Having been a part of Kainos’ Big data & analytics practice for almost a year and a half now has raised many questions in my head. Not least because it is an emerging area of technology, growing so rapidly that there are new programming models, frameworks and data stores seemingly every other week! With these rapidly evolving technologies and more precedence than ever being placed on big data and analytics, it raises the issue of ethics.

Ethics is defined by Oxford dictionaries as ‘moral principles that govern a person’s behaviour or the conducting of an activity’. Technology and by extension big data and are ethically neutral, how we utilise big data is not! When I search Google for more information on big data ethics does this give Google the right to try to sell me O’Reilly’s newest ‘Ethics of Big Data’ book? (*Caveat – This is a great book and if you’re interested in the topic, it definitely deserves a read). Should it allow them to infer that I’m a software engineer who might like to attend a conference with a big data ethics stream?  How does a company or an organisation who intends to use big data analytics to enhance their operations know that their utilisation of the technology is ethical?
Much research into the topic of ethical big data as surfaced four common themes which could be used to characterise the issue.

  • Identity
    • Is offline existence identical to online existence?
  • Ownership
    • What does it mean to own data about ourselves?
  • Privacy
    • Who should control access to data about you?
━━━
▸ **Written instruction**:
Copy the stretch of the big data ethics post from "Much research into" through "data about you?", swapping in "Confidentiality" wherever "Privacy" appears.
━━━
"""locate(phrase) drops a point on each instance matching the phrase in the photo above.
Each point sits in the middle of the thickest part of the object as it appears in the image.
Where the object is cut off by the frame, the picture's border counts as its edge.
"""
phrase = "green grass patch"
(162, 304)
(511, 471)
━━━
▸ **Answer for the task**:
Much research into the topic of ethical big data as surfaced four common themes which could be used to characterise the issue.

  • Identity
    • Is offline existence identical to online existence?
  • Ownership
    • What does it mean to own data about ourselves?
  • Confidentiality
    • Who should control access to data about you?